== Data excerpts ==

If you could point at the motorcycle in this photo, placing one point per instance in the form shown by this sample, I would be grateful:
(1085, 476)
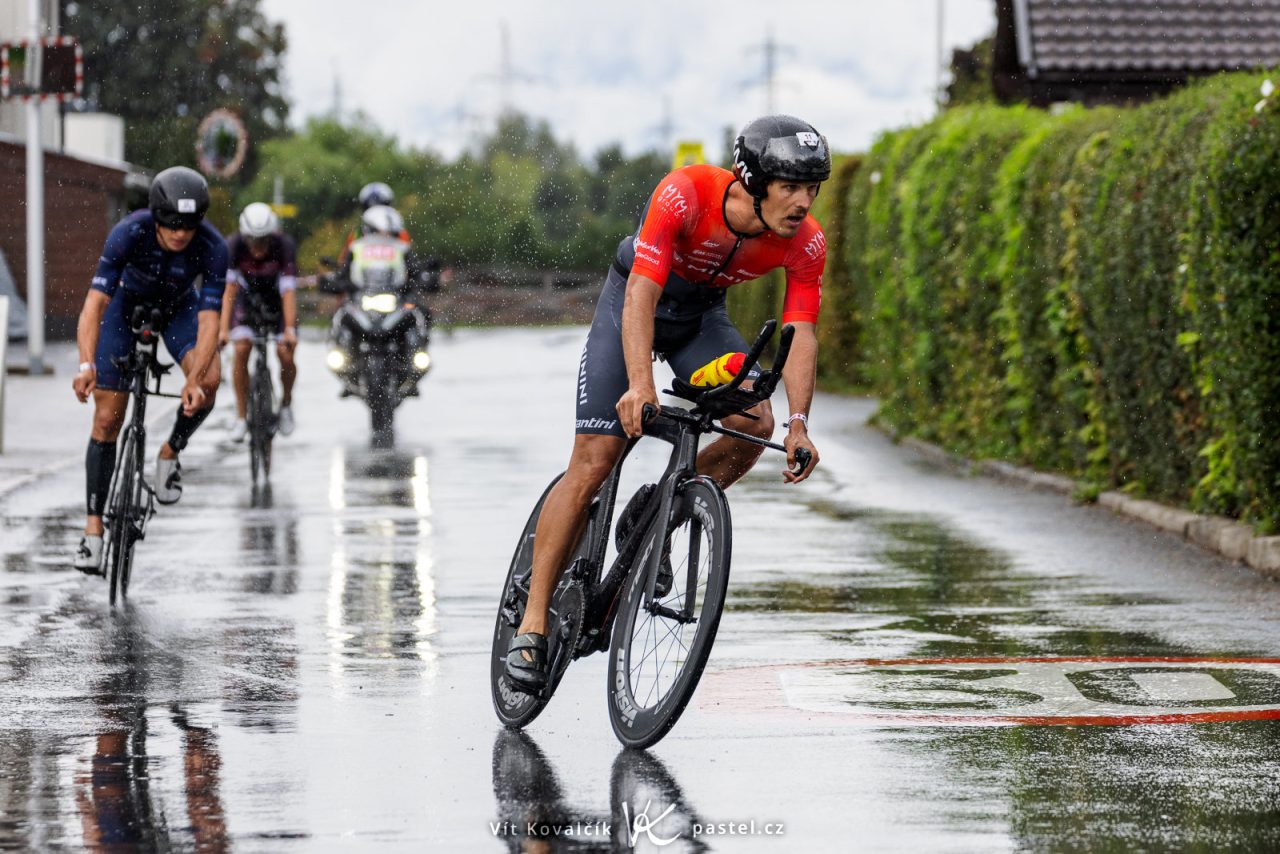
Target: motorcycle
(378, 346)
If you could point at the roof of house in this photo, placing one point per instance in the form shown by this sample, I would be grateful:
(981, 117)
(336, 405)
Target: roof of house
(1173, 37)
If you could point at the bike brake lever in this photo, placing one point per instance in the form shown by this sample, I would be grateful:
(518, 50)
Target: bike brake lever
(804, 459)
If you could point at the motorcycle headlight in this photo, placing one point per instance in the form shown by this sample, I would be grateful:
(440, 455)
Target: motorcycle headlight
(380, 302)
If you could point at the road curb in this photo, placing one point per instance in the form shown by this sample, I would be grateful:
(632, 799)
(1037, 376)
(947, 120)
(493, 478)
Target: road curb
(1217, 534)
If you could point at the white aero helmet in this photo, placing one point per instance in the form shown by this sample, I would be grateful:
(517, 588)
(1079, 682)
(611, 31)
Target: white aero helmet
(382, 219)
(259, 220)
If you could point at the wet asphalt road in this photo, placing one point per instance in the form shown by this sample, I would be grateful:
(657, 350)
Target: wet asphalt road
(314, 675)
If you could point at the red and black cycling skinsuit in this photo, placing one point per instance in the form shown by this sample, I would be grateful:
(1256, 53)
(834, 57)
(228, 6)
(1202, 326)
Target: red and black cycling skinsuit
(686, 246)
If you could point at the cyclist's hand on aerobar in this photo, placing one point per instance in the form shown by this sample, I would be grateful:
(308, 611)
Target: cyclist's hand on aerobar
(192, 398)
(85, 383)
(631, 409)
(795, 439)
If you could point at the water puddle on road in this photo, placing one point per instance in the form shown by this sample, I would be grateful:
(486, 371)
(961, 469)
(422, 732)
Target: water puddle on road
(1040, 704)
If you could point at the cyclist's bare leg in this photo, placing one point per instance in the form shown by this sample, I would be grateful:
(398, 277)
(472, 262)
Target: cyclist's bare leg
(562, 520)
(288, 371)
(208, 384)
(240, 377)
(726, 460)
(109, 409)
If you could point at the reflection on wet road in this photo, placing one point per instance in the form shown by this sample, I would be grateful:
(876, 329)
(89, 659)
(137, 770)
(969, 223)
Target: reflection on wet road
(910, 660)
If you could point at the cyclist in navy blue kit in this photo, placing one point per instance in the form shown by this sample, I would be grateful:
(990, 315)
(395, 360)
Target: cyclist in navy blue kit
(165, 257)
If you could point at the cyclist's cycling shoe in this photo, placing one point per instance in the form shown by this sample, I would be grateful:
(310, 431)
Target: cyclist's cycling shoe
(168, 483)
(666, 578)
(88, 555)
(526, 662)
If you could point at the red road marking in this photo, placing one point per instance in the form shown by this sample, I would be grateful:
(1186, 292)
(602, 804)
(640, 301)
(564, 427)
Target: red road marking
(757, 690)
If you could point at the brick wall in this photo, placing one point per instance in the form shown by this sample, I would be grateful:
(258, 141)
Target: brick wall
(82, 201)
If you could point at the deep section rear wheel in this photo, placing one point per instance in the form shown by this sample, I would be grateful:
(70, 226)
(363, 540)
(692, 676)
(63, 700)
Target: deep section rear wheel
(516, 708)
(658, 653)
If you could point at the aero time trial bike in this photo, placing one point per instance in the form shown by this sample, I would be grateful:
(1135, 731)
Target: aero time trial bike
(263, 418)
(661, 599)
(131, 501)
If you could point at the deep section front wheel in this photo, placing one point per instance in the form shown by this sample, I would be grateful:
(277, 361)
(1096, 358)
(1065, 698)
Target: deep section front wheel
(261, 425)
(565, 621)
(661, 644)
(124, 505)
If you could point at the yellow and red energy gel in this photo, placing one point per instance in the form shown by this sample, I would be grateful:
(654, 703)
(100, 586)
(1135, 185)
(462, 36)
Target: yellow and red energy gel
(718, 370)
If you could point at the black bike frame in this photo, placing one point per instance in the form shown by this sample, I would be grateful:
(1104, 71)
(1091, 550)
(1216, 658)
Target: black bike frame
(142, 362)
(682, 429)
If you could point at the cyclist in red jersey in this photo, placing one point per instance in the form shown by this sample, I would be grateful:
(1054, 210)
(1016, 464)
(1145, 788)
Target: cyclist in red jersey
(704, 229)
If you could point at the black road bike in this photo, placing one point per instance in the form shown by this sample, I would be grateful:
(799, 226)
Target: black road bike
(261, 412)
(657, 607)
(131, 501)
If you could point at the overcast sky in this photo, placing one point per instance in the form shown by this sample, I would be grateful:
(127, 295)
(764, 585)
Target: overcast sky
(602, 72)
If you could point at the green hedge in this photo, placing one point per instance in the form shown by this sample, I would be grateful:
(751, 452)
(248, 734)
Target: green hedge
(1092, 292)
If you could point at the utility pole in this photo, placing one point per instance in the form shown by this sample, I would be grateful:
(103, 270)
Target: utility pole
(507, 74)
(942, 58)
(771, 50)
(35, 208)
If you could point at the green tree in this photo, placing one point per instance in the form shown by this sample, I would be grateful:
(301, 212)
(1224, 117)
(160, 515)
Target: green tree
(163, 65)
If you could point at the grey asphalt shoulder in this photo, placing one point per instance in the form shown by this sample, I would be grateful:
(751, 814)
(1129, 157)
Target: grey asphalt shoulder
(1217, 534)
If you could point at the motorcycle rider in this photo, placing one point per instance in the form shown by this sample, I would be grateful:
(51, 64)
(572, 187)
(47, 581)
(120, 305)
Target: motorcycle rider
(382, 259)
(371, 195)
(263, 269)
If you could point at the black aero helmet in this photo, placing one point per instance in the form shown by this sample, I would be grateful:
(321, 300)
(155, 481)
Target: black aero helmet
(780, 146)
(375, 193)
(179, 197)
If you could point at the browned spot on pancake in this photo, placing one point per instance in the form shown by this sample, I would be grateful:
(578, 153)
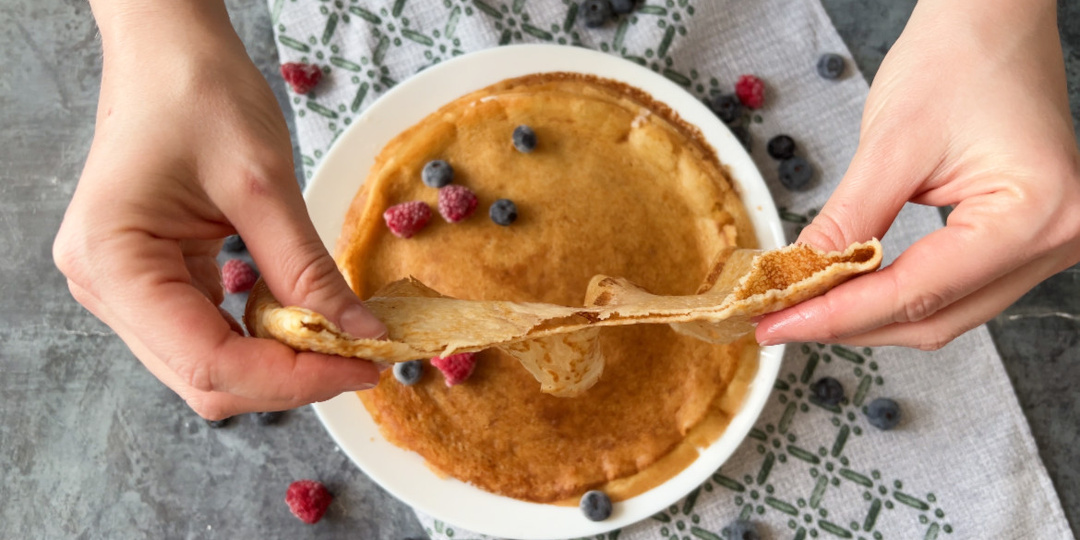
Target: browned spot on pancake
(603, 299)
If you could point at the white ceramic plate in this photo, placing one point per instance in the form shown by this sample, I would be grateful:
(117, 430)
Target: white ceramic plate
(328, 196)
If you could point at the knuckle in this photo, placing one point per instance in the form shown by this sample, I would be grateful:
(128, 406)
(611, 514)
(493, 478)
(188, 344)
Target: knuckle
(824, 232)
(199, 377)
(262, 171)
(920, 306)
(935, 341)
(210, 407)
(314, 275)
(66, 255)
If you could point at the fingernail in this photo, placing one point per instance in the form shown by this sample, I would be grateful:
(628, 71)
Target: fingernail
(359, 322)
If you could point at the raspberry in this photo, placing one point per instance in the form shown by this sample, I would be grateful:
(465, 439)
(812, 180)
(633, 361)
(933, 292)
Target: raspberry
(238, 275)
(456, 367)
(456, 203)
(308, 500)
(751, 91)
(406, 219)
(301, 77)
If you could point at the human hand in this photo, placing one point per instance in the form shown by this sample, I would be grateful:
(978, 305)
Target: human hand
(969, 109)
(190, 146)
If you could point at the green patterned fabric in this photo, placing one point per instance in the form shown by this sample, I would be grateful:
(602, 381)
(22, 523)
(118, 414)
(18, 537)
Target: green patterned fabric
(961, 464)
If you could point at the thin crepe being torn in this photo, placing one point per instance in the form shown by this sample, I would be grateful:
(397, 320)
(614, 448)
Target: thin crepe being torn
(558, 343)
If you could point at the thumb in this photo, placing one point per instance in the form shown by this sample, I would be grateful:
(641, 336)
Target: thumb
(272, 219)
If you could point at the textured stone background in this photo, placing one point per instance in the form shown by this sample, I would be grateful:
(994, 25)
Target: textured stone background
(93, 446)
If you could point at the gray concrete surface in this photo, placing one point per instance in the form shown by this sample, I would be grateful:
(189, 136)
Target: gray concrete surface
(93, 446)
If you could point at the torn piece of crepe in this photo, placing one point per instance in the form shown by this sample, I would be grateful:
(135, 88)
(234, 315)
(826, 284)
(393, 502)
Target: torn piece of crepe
(558, 343)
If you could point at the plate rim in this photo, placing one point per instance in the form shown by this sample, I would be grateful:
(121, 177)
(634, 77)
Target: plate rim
(550, 521)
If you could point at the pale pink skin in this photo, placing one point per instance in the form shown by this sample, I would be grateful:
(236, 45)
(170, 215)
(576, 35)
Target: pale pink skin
(969, 109)
(190, 146)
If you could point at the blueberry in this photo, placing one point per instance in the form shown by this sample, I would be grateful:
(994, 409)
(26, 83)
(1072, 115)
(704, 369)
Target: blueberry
(742, 134)
(596, 13)
(826, 391)
(623, 7)
(408, 373)
(795, 173)
(742, 529)
(233, 244)
(218, 423)
(727, 107)
(437, 173)
(525, 139)
(596, 505)
(883, 413)
(781, 147)
(831, 66)
(503, 212)
(269, 418)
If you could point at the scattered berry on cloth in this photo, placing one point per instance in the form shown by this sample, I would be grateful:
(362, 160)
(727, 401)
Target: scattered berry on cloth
(623, 7)
(781, 147)
(751, 91)
(883, 414)
(596, 13)
(743, 529)
(831, 66)
(827, 391)
(301, 77)
(308, 500)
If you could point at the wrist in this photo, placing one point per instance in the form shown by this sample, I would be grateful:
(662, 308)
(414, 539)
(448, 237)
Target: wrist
(137, 25)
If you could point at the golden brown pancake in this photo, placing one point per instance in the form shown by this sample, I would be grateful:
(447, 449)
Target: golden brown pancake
(617, 186)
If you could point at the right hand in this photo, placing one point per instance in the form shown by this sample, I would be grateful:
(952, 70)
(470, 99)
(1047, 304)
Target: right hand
(190, 146)
(969, 109)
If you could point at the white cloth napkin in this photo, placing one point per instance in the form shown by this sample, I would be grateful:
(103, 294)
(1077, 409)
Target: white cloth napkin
(962, 462)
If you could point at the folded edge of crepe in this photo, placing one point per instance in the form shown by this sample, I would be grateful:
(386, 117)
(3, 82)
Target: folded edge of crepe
(558, 343)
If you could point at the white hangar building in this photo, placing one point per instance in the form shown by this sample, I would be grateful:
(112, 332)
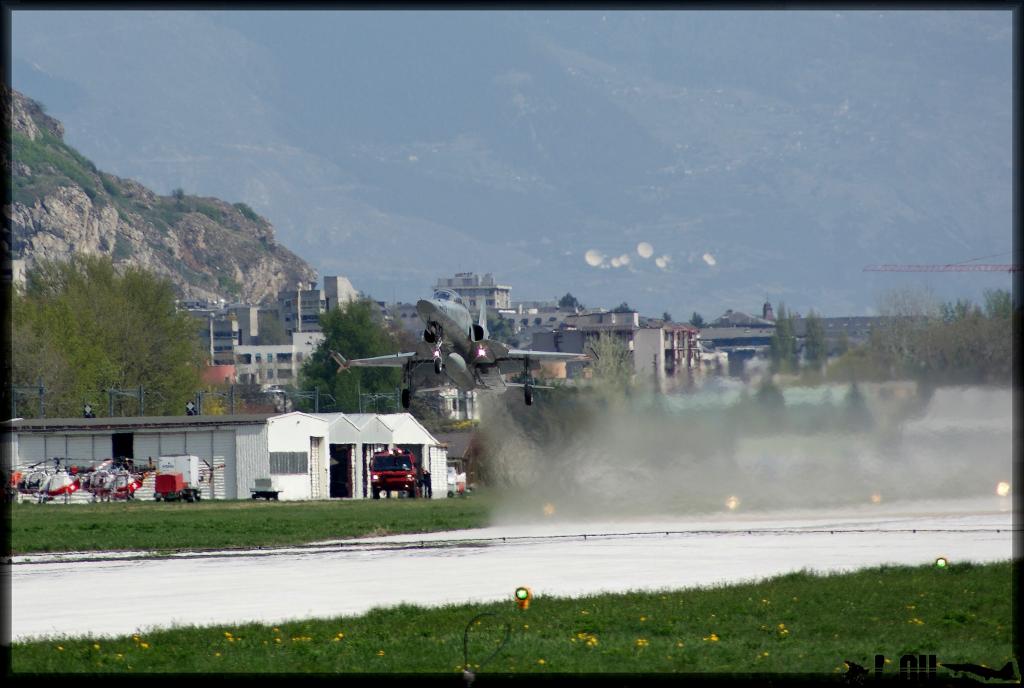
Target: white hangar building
(352, 438)
(305, 456)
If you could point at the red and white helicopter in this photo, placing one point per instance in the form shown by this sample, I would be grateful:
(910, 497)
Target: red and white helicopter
(50, 482)
(113, 479)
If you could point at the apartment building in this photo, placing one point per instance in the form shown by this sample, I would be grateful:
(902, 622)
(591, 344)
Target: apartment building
(274, 363)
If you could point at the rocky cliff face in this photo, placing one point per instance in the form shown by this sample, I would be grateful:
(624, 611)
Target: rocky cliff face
(62, 205)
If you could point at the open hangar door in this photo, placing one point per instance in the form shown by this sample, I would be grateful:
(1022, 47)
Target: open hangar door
(341, 470)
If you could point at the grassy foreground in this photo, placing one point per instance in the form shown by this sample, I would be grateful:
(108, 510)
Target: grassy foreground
(793, 624)
(156, 526)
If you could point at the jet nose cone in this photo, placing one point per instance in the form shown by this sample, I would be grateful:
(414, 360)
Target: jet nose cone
(424, 308)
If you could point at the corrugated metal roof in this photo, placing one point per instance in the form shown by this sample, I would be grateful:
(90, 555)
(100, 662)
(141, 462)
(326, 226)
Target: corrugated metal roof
(52, 424)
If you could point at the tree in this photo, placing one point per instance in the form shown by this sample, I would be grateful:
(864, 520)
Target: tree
(355, 333)
(814, 342)
(83, 328)
(569, 302)
(611, 364)
(998, 304)
(783, 343)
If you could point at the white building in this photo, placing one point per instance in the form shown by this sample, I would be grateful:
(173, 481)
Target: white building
(275, 363)
(352, 439)
(305, 456)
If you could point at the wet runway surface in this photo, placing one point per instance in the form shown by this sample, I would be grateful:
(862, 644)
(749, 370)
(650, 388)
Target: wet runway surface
(109, 594)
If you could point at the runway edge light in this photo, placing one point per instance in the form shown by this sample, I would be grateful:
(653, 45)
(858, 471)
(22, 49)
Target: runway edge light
(522, 597)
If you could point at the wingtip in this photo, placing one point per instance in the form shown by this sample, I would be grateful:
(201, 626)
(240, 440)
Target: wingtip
(340, 359)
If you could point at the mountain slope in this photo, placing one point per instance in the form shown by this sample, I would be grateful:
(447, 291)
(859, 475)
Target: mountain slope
(793, 147)
(62, 205)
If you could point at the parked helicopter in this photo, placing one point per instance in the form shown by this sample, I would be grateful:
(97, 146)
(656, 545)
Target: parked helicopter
(47, 483)
(113, 479)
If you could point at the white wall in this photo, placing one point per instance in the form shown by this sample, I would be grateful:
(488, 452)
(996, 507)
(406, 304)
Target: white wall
(292, 432)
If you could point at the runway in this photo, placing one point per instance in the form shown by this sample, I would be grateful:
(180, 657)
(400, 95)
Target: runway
(110, 594)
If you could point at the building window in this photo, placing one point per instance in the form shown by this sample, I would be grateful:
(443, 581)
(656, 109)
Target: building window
(289, 463)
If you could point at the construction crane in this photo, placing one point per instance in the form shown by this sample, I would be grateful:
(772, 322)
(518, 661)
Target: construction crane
(952, 267)
(965, 266)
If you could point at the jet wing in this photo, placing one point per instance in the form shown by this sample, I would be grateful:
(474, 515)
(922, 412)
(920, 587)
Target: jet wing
(511, 360)
(519, 354)
(390, 360)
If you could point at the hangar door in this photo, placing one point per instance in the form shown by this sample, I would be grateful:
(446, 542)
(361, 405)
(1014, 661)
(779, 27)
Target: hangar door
(215, 447)
(82, 449)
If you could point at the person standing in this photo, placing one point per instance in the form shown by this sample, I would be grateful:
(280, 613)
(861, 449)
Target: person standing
(426, 488)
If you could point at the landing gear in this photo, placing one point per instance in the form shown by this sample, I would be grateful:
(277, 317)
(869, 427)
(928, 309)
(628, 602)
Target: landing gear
(527, 391)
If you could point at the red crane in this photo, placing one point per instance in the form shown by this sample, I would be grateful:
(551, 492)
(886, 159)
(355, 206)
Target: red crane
(952, 267)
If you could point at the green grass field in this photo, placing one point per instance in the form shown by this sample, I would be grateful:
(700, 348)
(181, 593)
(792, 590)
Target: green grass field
(793, 624)
(160, 526)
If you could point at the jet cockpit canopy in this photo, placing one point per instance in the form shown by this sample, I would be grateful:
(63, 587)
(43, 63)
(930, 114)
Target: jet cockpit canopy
(448, 295)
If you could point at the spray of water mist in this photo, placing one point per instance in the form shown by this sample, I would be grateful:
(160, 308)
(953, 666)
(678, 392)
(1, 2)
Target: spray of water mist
(606, 453)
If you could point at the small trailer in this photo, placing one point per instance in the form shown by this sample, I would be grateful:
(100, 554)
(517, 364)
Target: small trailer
(264, 490)
(177, 478)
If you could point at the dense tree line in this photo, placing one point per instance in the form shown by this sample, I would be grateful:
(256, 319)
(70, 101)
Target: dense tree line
(81, 328)
(355, 331)
(937, 343)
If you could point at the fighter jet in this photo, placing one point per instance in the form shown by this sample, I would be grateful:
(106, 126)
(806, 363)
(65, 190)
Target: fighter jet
(457, 350)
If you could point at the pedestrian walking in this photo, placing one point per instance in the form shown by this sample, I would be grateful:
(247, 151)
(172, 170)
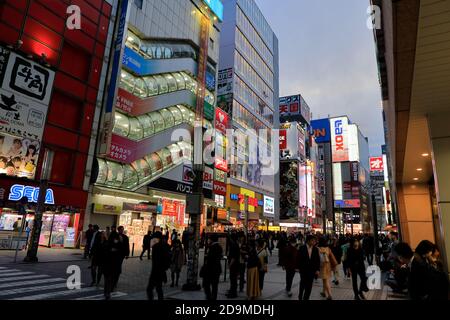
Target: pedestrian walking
(289, 259)
(212, 268)
(253, 269)
(308, 265)
(233, 264)
(160, 264)
(177, 262)
(328, 264)
(264, 261)
(355, 261)
(146, 245)
(88, 234)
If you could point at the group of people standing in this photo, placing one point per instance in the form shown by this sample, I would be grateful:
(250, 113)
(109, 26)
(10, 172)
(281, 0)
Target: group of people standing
(107, 251)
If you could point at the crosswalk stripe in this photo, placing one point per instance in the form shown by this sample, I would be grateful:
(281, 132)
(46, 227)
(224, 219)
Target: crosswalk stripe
(8, 270)
(31, 282)
(102, 296)
(36, 276)
(56, 294)
(13, 274)
(31, 289)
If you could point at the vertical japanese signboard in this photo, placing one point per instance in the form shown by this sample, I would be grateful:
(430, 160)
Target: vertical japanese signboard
(25, 91)
(117, 56)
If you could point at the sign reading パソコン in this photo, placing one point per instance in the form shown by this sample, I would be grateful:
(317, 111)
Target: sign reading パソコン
(25, 90)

== What you are asked to do ==
All that is wanted is an exact copy of the lines above from the one with "Target: deep section rear wheel" through the one with "(1145, 788)", with both ends included.

== Exercise response ==
Target: deep section rear wheel
(516, 708)
(658, 653)
If you could point at the aero time trial bike in this photo, placing one point per instance in the form shown by this sample, I would be grateful:
(1135, 731)
Target: aero time trial bike
(263, 418)
(661, 599)
(131, 501)
If you could point at the deep section front wheel in this photo, placing one point per instance in the form shown by this sample, I would be grateful:
(277, 361)
(1096, 358)
(1065, 698)
Target: deep section front wheel
(261, 425)
(565, 621)
(661, 644)
(124, 505)
If you could point at the yellow and red energy gel in this photo, placing one point per instance in the form shown by this sample, I would be grateful:
(654, 703)
(100, 586)
(1135, 185)
(462, 36)
Target: yellow and red energy gel
(718, 370)
If you could point at the black bike frame in this photo, placing one point per instance in the form shown by this sample, I would be grateful:
(1104, 71)
(1091, 550)
(1216, 658)
Target: black bike frame
(142, 362)
(682, 429)
If you could point at the cyclist in red jersey in this photo, placing one point per instance in the form shown by this sample, I would be grateful:
(1054, 210)
(1016, 464)
(1145, 788)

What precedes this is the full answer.